TRECHO FORNECIDO:

Aluna da USP, jogadora leva trabalhos para fazer no tempo livre em Tóquio
Giulia Guarieiro viveu uma experiência maluca em uma quadra de handebol no feriado de Corpus Christi de 2017. Final de campeonato, rivalidade a flor da pele, jogo termina empatado. Pênaltis. Vitória do time dela, festa. Até que alguém desce da arquibancada com o regulamento e mostra que a regra era disputar prorrogação. Até o jogo voltar, o placar eletrônico quebra. Os dois times continuam jogando sem saber quanto tempo falta. E a equipe de Giulia acaba derrotada.
Uma bagunça do tipo só poderia ter acontecido em um evento universitário como o JUCA, disputado por estudantes comunicação e artes de faculdades de elite de São Paulo. Menos de cinco anos depois, ainda como aluna da ECA-USP, Giulia se prepara para um desafio completamente diferente: disputar uma Olimpíada.
"Acho que esse tipo de coisa não tem risco de acontecer na Olimpíada, né?", diverte-se Giulia, de 25 anos, que está em Tóquio para disputar sua primeira Olimpíada.
Em um país onde atleta de alto rendimento e universidade se mantêm tão distantes quanto as duas palavras no dicionário, Giulia é uma exceção. Ao mesmo tempo em que joga na elite da modalidade, continua estudando para, sete anos depois de passar no vestibular, graduar-se em Relações Públicas pela USP.

Dados de expressões referenciais:
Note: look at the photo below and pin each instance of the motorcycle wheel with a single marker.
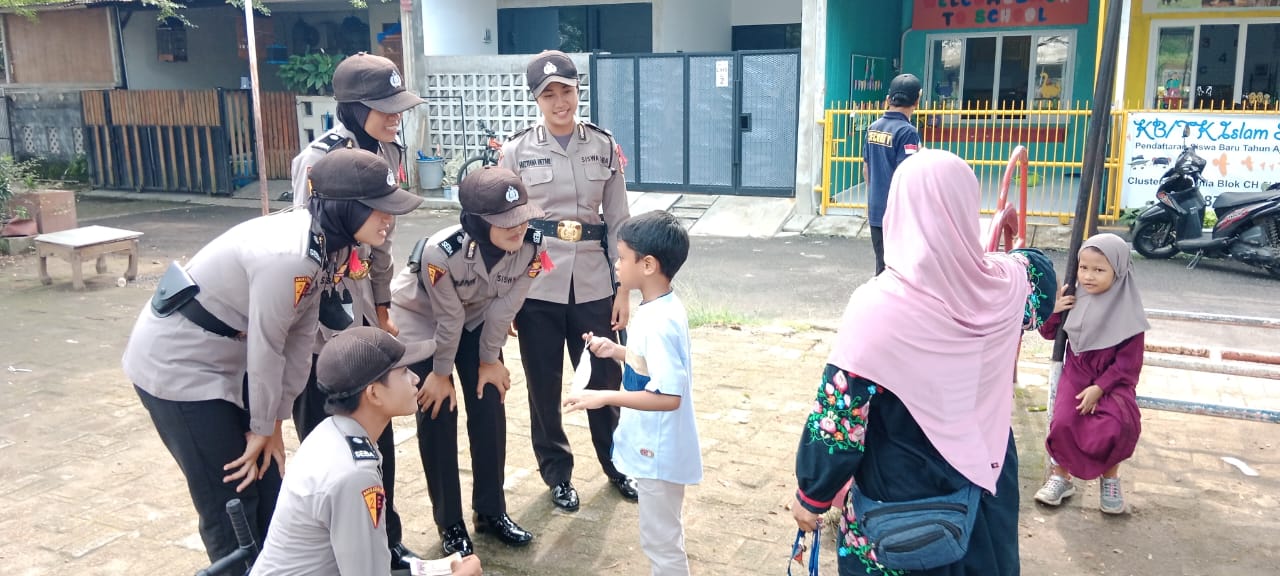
(1155, 240)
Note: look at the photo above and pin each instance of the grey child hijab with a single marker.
(1104, 320)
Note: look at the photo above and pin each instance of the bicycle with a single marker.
(488, 155)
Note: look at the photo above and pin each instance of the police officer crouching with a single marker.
(462, 287)
(224, 346)
(371, 97)
(330, 517)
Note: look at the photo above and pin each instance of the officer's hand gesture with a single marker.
(435, 392)
(247, 467)
(494, 374)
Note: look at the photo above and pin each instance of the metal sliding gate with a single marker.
(709, 123)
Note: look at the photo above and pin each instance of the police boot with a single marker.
(456, 539)
(401, 556)
(506, 529)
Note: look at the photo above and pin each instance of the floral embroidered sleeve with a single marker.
(831, 446)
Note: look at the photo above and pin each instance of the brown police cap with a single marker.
(359, 356)
(498, 196)
(361, 176)
(373, 81)
(551, 65)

ITEM DA TAREFA: Reproduza sem alterações a parte do trecho fornecido que vai de "Uma bagunça do" a "Públicas pela USP.".

SOLUÇÃO:
Uma bagunça do tipo só poderia ter acontecido em um evento universitário como o JUCA, disputado por estudantes comunicação e artes de faculdades de elite de São Paulo. Menos de cinco anos depois, ainda como aluna da ECA-USP, Giulia se prepara para um desafio completamente diferente: disputar uma Olimpíada.
"Acho que esse tipo de coisa não tem risco de acontecer na Olimpíada, né?", diverte-se Giulia, de 25 anos, que está em Tóquio para disputar sua primeira Olimpíada.
Em um país onde atleta de alto rendimento e universidade se mantêm tão distantes quanto as duas palavras no dicionário, Giulia é uma exceção. Ao mesmo tempo em que joga na elite da modalidade, continua estudando para, sete anos depois de passar no vestibular, graduar-se em Relações Públicas pela USP.